Task item: Among the records, which lines hold the word "white"? Pick them out.
[Opening Data for the task section]
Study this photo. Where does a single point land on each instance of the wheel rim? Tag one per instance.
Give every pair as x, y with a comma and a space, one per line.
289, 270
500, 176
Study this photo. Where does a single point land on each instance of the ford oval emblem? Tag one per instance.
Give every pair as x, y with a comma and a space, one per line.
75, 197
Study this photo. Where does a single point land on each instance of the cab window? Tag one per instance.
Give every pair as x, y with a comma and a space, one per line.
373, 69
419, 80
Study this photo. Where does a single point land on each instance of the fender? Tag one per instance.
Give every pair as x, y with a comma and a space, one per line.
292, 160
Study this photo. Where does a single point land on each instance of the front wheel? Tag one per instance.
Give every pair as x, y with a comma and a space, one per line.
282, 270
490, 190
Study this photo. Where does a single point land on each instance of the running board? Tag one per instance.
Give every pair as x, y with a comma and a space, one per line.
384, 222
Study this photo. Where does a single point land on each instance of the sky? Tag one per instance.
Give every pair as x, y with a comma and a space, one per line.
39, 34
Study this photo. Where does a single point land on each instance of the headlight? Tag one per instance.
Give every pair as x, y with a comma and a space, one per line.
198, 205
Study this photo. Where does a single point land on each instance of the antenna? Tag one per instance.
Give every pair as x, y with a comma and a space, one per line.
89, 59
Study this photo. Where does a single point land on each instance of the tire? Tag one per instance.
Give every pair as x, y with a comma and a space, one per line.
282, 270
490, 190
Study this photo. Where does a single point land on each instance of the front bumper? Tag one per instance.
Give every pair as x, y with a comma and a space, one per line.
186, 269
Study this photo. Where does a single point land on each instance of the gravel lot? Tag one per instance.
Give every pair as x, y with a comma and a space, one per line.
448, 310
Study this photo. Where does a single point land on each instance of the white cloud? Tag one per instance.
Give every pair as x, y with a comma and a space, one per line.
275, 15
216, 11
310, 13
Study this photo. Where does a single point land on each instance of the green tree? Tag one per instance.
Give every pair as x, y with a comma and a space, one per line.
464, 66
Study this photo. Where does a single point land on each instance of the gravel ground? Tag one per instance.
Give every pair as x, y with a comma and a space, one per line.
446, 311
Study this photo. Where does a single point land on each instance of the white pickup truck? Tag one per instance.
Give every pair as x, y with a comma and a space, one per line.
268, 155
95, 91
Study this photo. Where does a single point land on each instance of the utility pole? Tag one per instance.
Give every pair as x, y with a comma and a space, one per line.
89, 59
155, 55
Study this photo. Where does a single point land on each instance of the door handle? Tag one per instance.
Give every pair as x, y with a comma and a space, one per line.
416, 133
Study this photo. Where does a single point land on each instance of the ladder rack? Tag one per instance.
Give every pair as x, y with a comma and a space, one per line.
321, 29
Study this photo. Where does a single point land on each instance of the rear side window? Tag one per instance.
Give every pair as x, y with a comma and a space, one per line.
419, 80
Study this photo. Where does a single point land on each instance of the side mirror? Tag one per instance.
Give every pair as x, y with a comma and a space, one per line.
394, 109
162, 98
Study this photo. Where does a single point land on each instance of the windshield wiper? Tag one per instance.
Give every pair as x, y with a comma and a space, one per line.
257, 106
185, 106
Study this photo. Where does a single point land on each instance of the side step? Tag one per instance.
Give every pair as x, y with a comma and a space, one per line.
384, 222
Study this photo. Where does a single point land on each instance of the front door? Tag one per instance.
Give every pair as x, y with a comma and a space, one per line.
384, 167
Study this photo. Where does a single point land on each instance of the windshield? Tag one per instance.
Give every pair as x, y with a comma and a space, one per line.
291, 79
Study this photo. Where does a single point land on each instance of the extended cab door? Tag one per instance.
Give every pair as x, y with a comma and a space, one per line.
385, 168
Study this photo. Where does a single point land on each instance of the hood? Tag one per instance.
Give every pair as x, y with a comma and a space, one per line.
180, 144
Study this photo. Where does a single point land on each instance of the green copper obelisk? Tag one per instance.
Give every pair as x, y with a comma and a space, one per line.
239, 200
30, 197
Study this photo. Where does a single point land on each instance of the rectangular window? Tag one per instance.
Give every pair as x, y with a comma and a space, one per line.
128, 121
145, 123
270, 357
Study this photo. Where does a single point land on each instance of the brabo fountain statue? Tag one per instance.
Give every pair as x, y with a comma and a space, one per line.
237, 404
[Closing Data for the task section]
Solution to the exercise:
Study this photo. Where does a single point land on each instance of the white cloud? Tag one per instance.
Study this photo. Where does a single point land on each instance of the white pickup truck? Tag one per instance.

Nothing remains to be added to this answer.